— Start of DOCUMENT SECTION —

38

AT THE DECIDEDLY UNDIPLOMATIC HOUR of nine a.m., Ambassador Harriman knocked on the door of the president’s bedroom in the American legation. He needed to report on the emergency meeting to which he’d been summoned from his warm bed in the middle of the night by the Soviet foreign minister. He had received a warning. And a threat.

The warning, as relayed by Harriman, was succinct: “The risk of assassination of Mr. Churchill and Marshal Stalin while coming to visit President Roosevelt was very real.”

And the threat was no less ominous: “We would be responsible for any injury that Marshal Stalin might suffer in driving through the town to consult with President Roosevelt.” And by “injury,” Harriman explained helpfully, in case the president had missed the point, Molotov meant “assassination.”

The foreign minister, however, had not just thrown thunderbolts. Without so much as a smirk of vindication, he’d also offered a suggestion—which happened to be identical to one he’d previously made. He reiterated the Soviet invitation for the president to stay in their embassy. Only now, the rationale for the move was no longer for convenience’s sake; with Nazi assassins on the loose, it was a necessary precaution. “It would bring the three Heads of State,” said Harriman, relaying the Russian’s logic, “so close together that there would be no need for any of them to drive about town.”

— End of DOCUMENT SECTION —
— Start of SOURCE MATERIAL —

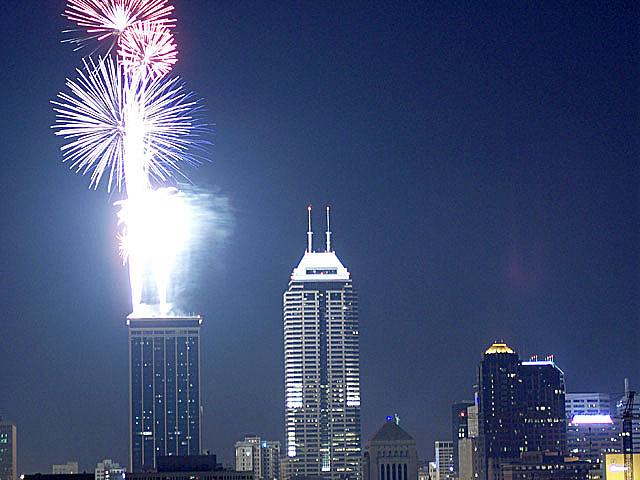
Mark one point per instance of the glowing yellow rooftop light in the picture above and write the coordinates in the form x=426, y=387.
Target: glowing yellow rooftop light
x=498, y=348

— End of SOURCE MATERIAL —

* OBJECTIVE *
For the passage on Harriman's morning report to the president, decide whether each statement agrees with it. Answer yes or no for each, quoting the deciding words. 1. Harriman knocked on the president's bedroom door at nine a.m. 2. Molotov's suggestion was one he had never made before. 3. Molotov gave convenience as the reason for the president to move into the Soviet embassy.

* REPLY TO THE TASK *
1. Yes: "AT THE DECIDEDLY UNDIPLOMATIC HOUR of nine a.m., Ambassador Harriman knocked on the door of the president’s bedroom"
2. No: "which happened to be identical to one he’d previously made"
3. No: "Only now, the rationale for the move was no longer for convenience’s sake"